YOUR OBJECTIVE » Select every line in the rows below that contains the word "birch". Matching is case-sensitive.

------------------------------------------------------------------------

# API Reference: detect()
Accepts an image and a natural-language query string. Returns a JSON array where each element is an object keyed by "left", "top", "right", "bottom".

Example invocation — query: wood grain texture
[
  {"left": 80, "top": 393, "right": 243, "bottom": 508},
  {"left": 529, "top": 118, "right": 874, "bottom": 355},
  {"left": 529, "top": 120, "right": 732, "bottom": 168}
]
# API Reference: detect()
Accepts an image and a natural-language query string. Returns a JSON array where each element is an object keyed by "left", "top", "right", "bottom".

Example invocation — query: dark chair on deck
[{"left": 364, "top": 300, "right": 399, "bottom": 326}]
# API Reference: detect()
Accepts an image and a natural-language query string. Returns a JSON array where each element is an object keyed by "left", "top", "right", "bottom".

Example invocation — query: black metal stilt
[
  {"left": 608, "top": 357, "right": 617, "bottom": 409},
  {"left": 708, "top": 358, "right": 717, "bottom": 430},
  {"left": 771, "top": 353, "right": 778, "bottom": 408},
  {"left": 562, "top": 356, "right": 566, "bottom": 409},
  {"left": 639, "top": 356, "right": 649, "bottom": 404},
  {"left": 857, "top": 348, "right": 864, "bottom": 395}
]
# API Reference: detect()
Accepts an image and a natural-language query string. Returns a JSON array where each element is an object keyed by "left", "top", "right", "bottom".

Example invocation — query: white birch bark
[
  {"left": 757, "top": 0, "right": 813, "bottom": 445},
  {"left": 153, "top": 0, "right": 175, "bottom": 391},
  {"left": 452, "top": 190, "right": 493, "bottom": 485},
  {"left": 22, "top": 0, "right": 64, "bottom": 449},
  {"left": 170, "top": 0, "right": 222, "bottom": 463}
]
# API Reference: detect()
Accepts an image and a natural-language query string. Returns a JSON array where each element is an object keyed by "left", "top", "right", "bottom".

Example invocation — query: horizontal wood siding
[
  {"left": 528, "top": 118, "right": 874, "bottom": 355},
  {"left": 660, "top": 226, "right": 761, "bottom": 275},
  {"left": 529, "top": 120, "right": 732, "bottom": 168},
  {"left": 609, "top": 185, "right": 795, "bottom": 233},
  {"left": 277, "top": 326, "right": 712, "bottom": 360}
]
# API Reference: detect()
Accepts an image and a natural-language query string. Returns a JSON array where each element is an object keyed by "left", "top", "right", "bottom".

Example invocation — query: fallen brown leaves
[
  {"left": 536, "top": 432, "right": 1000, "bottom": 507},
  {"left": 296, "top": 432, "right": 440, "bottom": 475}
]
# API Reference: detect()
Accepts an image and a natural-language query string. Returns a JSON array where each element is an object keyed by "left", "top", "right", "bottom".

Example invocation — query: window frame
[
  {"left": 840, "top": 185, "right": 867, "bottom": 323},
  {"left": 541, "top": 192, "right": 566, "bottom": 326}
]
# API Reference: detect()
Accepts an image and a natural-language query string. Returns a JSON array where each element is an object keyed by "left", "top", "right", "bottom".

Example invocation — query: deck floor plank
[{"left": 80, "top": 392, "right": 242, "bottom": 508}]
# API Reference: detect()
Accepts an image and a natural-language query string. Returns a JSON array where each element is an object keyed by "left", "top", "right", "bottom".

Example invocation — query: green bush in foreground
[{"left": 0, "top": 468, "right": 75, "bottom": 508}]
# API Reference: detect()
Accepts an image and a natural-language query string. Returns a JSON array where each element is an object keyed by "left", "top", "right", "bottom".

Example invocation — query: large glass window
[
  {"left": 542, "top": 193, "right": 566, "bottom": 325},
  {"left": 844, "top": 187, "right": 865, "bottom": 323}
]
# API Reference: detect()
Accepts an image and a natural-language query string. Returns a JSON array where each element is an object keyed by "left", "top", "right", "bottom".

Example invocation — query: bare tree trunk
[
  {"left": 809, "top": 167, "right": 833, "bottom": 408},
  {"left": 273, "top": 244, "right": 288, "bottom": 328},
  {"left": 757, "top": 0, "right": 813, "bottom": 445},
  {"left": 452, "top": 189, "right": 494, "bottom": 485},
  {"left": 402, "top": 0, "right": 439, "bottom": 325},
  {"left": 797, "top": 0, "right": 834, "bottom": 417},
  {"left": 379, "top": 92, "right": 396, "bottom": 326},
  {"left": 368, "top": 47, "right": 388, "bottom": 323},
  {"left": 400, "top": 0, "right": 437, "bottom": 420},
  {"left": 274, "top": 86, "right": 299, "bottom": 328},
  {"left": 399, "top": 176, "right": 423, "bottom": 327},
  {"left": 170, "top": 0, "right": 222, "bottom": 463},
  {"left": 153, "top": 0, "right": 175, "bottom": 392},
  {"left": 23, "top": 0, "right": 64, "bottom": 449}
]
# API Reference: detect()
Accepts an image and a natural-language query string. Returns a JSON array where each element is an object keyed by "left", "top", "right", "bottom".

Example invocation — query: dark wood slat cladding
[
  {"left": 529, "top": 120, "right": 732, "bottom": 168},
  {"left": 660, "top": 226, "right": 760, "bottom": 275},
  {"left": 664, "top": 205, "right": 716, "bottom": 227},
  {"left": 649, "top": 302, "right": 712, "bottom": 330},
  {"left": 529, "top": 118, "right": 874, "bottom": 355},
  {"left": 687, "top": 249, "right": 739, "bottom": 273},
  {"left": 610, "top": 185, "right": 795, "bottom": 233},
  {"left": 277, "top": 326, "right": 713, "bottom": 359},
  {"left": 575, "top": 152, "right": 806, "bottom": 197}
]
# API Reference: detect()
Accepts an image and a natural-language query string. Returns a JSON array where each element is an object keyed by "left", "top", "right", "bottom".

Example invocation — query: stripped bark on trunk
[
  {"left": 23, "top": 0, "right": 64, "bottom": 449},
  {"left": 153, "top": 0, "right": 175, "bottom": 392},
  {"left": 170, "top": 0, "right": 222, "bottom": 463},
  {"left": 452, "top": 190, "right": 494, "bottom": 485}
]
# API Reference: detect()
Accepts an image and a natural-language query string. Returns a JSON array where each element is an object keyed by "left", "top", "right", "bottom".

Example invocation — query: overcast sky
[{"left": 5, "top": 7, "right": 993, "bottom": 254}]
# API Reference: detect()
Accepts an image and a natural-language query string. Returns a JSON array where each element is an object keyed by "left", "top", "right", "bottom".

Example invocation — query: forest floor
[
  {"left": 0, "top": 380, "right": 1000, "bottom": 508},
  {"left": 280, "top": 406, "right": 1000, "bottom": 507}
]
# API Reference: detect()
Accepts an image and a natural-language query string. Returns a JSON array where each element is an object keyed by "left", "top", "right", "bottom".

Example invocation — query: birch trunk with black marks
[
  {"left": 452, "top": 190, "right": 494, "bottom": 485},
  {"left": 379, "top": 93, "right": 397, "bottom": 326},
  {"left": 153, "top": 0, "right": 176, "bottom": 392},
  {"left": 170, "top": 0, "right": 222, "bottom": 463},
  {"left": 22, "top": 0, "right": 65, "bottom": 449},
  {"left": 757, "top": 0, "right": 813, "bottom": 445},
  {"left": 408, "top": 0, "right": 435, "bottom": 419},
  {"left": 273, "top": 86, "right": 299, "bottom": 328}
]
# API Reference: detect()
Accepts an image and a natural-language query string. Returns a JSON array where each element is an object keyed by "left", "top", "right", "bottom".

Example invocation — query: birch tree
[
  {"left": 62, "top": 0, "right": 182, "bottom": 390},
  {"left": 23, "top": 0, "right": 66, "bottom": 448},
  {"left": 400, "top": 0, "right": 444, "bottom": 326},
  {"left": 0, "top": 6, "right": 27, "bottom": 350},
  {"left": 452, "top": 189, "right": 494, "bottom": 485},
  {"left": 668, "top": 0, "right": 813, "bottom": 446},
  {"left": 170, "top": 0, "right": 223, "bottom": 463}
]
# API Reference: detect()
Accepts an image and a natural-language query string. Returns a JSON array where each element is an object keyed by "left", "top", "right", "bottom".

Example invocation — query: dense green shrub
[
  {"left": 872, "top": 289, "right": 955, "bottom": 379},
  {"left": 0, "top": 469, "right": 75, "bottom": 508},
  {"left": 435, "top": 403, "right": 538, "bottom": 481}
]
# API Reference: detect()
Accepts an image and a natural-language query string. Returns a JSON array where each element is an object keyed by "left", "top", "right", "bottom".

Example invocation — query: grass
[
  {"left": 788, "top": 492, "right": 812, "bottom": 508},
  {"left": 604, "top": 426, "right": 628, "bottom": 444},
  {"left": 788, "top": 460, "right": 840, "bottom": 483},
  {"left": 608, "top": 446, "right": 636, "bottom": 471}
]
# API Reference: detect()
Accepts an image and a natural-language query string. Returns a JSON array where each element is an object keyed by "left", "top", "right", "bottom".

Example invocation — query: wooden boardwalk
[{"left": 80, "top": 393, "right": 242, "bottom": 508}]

------------------------------------------------------------------------

THE SOLUTION »
Example invocation — query: white birch bark
Example invocation — query: birch trunk with black marks
Example invocation — query: birch tree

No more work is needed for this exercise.